What is expected:
Rewrite the stretch of the collinearity proof from "Show that the" through "equal or proportional.", replacing "Toolbox" with "Key Idea".

------ Document

Show that the points A(1, 2, 7), B(2, 6, 3) and C(3, 10, –1) are collinear.

Toolbox:
• Two or more vectors are said to be collinear if their magnitudes are equal or proportional.
Step 1:
Let the position vectors of points $A,B$ and $C$ be
$\overrightarrow{OA}=\hat i+2\hat j+7\hat k$
$\overrightarrow{OB}=2\hat i+6\hat j+3\hat k$
$\overrightarrow{OC}=3\hat i+10\hat j-\hat k$
Step 2:
Now $\overrightarrow{AB}=\overrightarrow{OB}-\overrightarrow{OA}$
$\qquad\quad\;\;=(2\hat i+6\hat j+3\hat k)-(\hat i+2\hat j+7\hat k)$
$\qquad\quad\;\;=\hat i+4\hat j-4\hat k$
Step 3:
$\overrightarrow{BC}=\overrightarrow{OC}-\overrightarrow{OB}$
$\quad\;\;\;=(3\hat i+10\hat j-\hat k)-(2\hat i+6\hat j+3\hat k)$
$\quad\;\;\;=\hat i+4\hat j-4\hat k$
Step 4:
$\overrightarrow{AC}=\overrightarrow{OC}-\overrightarrow{OA}$
$\quad\;\;\;=(3\hat i+10\hat j-\hat k)-(\hat i+2\hat j+7\hat k)$
$\quad\;\;\;=2\hat i+8\hat j-8\hat k$
$\quad\;\;\;=2(\hat i+4\hat j-4\hat k)$
Step 5:
$|\overrightarrow{AB}|=\sqrt{1^2+4^2+(-4)^2}$
$\qquad=\sqrt{1+16+16}$
$\qquad=\sqrt{33}$
Step 6:
$|\overrightarrow{BC}|=\sqrt{1^2+4^2+(-4)^2}$
$\qquad=\sqrt{1+16+16}$
$\qquad=\sqrt{33}$
Step 7:
$|\overrightarrow{AC}|=\sqrt{2^2+8^2+(-8)^2}$
$\qquad=\sqrt{4+64+64}$
$\qquad=\sqrt{132}$
$\qquad=2\sqrt{33}$
Step 8:
$AB=\sqrt{33},BC=\sqrt{33},AC=2\sqrt{33}$
Thus $AB+BC=AC$
Hence A,B,C are collinear.

------------
------ Entries supplied

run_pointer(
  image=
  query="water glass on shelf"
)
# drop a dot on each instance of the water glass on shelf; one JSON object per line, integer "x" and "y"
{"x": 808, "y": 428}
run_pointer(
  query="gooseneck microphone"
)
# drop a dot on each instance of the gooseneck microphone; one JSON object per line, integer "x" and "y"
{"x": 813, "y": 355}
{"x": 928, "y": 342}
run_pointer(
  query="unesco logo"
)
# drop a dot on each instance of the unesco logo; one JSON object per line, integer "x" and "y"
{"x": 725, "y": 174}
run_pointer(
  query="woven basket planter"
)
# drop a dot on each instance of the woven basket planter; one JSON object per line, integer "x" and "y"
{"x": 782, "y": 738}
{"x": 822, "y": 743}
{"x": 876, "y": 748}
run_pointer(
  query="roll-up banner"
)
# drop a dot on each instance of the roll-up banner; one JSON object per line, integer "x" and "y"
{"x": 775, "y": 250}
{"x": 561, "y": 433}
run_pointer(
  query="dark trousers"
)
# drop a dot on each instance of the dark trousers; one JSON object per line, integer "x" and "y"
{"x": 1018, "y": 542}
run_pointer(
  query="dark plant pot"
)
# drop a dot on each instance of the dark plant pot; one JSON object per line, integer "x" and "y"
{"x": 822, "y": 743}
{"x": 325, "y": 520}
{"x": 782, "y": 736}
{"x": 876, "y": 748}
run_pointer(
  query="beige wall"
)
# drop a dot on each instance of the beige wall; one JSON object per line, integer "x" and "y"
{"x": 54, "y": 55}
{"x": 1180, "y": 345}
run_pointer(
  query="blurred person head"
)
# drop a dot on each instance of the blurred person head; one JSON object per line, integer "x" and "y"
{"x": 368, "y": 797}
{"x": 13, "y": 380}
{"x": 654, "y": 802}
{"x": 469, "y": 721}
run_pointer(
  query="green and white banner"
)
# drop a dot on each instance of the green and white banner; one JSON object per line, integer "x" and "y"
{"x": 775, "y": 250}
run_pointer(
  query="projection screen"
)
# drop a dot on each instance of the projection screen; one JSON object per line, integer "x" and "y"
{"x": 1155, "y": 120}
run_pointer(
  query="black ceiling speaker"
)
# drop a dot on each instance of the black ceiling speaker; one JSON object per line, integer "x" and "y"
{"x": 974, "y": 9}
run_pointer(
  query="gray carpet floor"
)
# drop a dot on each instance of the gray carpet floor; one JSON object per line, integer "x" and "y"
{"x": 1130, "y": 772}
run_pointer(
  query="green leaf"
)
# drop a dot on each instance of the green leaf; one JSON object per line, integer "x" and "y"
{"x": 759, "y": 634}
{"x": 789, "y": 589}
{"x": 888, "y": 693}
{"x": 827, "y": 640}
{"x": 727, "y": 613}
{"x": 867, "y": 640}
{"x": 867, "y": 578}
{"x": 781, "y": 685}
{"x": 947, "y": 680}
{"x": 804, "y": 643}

------------

The output:
Show that the points A(1, 2, 7), B(2, 6, 3) and C(3, 10, –1) are collinear.

Key Idea:
• Two or more vectors are said to be collinear if their magnitudes are equal or proportional.